* _Direction_: Collect every line of the entries below that contains the string "instances", with case counting.
== Data section ==
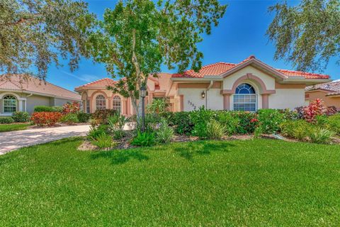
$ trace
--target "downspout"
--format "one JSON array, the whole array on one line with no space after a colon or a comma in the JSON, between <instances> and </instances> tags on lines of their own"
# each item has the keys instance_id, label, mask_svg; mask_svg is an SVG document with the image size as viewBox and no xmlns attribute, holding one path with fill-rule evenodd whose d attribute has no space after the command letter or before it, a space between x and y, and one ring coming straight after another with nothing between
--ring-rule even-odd
<instances>
[{"instance_id":1,"label":"downspout","mask_svg":"<svg viewBox=\"0 0 340 227\"><path fill-rule=\"evenodd\" d=\"M209 86L208 86L207 89L205 89L205 109L208 109L208 91L212 87L212 84L214 84L214 82L212 80L210 80L210 83L209 84Z\"/></svg>"}]
</instances>

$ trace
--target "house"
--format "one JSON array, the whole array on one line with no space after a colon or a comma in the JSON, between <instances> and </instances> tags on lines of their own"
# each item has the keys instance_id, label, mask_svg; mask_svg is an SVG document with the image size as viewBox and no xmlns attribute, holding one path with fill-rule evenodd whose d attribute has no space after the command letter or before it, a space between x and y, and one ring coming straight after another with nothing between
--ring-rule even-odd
===
* _Correct result_:
--format "one JSON array, the whole array on one line with no space after a colon or a comma in the JSON, between <instances> and </instances> tags on lines of their own"
<instances>
</instances>
--format "one JSON array, the whole array on one line with no space after a colon or a comma in the JSON, between <instances> and </instances> tags on lines of their own"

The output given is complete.